Segmentation annotation material:
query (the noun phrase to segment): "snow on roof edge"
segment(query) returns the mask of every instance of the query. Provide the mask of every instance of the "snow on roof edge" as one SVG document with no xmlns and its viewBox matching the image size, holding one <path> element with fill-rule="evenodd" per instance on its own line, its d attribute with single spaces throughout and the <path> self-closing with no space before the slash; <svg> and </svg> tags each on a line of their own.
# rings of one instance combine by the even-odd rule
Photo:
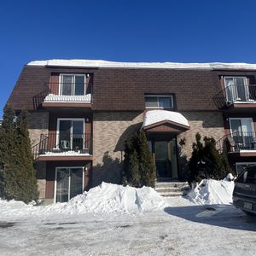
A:
<svg viewBox="0 0 256 256">
<path fill-rule="evenodd" d="M 255 69 L 249 63 L 180 63 L 180 62 L 118 62 L 102 60 L 46 60 L 34 61 L 27 66 L 78 67 L 122 67 L 122 68 L 172 68 L 172 69 Z"/>
</svg>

Task instructions: Reproduce all of the material above verbatim, line for line, but omit the pictures.

Answer for the task:
query (the noun phrase to segment): "snow on roof edge"
segment(query) returns the mask of every instance of the query. Provide the mask of every instance of the "snow on roof edge" as one SVG document with no xmlns and its viewBox matching the image size, holding one <path> element with fill-rule="evenodd" per instance on its own line, its d attribute with single spaces throughout and the <path> self-closing with no space before the slash; <svg> and </svg> tags each on a line of their own.
# rings of one instance combine by the even-odd rule
Photo:
A:
<svg viewBox="0 0 256 256">
<path fill-rule="evenodd" d="M 255 69 L 249 63 L 180 63 L 180 62 L 118 62 L 102 60 L 46 60 L 34 61 L 27 66 L 78 67 L 122 67 L 122 68 L 172 68 L 172 69 Z"/>
</svg>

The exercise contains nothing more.